(begin)
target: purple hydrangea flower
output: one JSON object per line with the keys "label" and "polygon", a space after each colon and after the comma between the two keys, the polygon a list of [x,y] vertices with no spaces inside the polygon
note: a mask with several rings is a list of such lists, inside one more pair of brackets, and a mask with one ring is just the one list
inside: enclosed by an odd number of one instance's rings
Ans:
(end)
TASK BRIEF = Copy out every line of the items above, swapping "purple" for "blue" and keeping all else the same.

THE ANSWER =
target: blue hydrangea flower
output: one JSON object per line with the keys "label" and "polygon", a space after each colon and after the comma between the two keys, the polygon a list of [x,y] vertices with no spaces inside the polygon
note: a mask with several rings is a list of such lists, inside one more pair of brackets, and a mask with one ring is just the one list
inside: enclosed by an odd number of one instance's rings
Ans:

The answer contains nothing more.